## Requirement
Exact copies of all the records below should be returned.

## Supplied data
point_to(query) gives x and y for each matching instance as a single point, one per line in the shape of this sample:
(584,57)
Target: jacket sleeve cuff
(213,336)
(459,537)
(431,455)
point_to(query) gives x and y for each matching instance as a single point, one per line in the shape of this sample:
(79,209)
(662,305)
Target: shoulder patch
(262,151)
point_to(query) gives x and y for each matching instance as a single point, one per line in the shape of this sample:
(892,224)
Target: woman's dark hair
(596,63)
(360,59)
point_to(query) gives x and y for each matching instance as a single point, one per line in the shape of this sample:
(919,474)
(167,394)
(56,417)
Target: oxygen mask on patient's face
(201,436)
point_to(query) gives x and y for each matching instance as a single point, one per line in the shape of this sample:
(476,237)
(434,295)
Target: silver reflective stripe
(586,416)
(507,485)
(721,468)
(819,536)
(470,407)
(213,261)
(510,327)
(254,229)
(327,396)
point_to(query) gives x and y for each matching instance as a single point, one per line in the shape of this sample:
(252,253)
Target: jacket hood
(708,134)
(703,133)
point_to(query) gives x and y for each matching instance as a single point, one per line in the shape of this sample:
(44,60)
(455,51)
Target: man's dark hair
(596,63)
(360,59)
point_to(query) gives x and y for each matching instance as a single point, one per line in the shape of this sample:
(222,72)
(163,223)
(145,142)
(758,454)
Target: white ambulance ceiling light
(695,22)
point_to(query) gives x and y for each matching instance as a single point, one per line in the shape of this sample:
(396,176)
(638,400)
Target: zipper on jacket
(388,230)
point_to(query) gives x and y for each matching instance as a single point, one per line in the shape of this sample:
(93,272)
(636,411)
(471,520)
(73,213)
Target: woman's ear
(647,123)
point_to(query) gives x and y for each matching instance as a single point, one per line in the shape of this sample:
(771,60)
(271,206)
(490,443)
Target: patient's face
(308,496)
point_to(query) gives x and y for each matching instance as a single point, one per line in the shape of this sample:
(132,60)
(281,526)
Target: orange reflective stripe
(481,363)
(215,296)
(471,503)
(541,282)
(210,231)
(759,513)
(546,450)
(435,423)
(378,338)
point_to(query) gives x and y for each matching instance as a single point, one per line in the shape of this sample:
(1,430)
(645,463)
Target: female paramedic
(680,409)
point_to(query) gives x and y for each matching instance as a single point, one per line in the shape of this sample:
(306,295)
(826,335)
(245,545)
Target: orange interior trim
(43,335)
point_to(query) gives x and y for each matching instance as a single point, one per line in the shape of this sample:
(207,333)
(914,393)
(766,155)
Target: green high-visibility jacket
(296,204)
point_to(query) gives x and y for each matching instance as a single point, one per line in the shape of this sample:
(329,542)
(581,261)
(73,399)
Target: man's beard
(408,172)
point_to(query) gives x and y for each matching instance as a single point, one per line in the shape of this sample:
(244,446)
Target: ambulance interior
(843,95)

## Your response
point_to(query) gives x and y for each matching instance as a single point, one per line in the shape of this sample:
(584,57)
Target: jacket sleeve cuff
(213,336)
(459,537)
(431,455)
point_to(query) gives x and y for each matching instance as a single point, one per line in the shape of this sample:
(79,209)
(662,305)
Target: shoulder patch
(262,151)
point_to(query) gives x and y for each matching instance as a single point, one per line in the shape of this sample:
(892,224)
Target: woman's dark hair
(596,63)
(360,59)
point_to(query) gives x and y for each matching instance as a single point, one per line in the shape of this sample:
(919,474)
(167,394)
(56,417)
Target: oxygen mask on patient's face
(201,436)
point_to(query) gives x and y for each matching instance as a single point, one per line in the shape of this sample:
(476,237)
(434,295)
Target: silver reflective stripe
(586,416)
(507,485)
(721,468)
(819,536)
(470,407)
(213,261)
(510,327)
(254,229)
(327,396)
point_to(query) gives x and y for each matching instance as a single point, one per line in the shape of this sample:
(252,253)
Target: jacket hood
(708,134)
(703,133)
point_to(query) gives x and y for each matching instance as a single point, one per line in the shape of this sample:
(44,60)
(455,51)
Target: man's dark hair
(596,63)
(360,59)
point_to(query) gives x and y for each matching instance as a single point, one per line in the shape of this sample:
(222,72)
(163,223)
(145,142)
(758,454)
Target: white ambulance ceiling light
(695,22)
point_to(query) gives x and y for each matching instance as a single point, one per line in the shape of this sample:
(396,176)
(638,400)
Target: zipper on jacket
(388,230)
point_to(query) gives x and y for each matching instance as a single point, one per line in the shape of this sample:
(93,272)
(636,411)
(471,520)
(73,213)
Target: woman's ear
(647,123)
point_to(query) gives x and y for each matching instance as a single point, one per line in the shape of this sample:
(771,60)
(271,206)
(490,443)
Target: patient's face
(308,496)
point_to(query) gives x and y for each matching instance as a single point, one per line in the shape of this sample:
(132,60)
(281,526)
Target: orange reflective stripe
(481,363)
(215,296)
(471,503)
(541,282)
(210,231)
(759,513)
(546,450)
(435,423)
(378,338)
point_to(query) gives x and y for each matching instance as a single point, one per line in the shape of this sample:
(1,430)
(645,463)
Target: female paramedic
(680,409)
point_to(query) gives x and y for each matching instance as a single point, one per line in the shape of this sample:
(306,295)
(826,335)
(245,545)
Target: orange interior trim
(43,335)
point_to(query) gives x and y for each matching instance as a single point, one per line in the shape of this sample:
(207,333)
(914,393)
(766,155)
Target: green high-visibility jacket
(296,204)
point_to(query) gives x and y for each matching instance as a single point, one per line in the shape of this sample:
(329,542)
(581,261)
(73,399)
Target: man's beard
(408,172)
point_to(query) gives x and y for each matching instance as a single point, one per line in the shape of this sample:
(244,446)
Target: ambulance interior
(843,95)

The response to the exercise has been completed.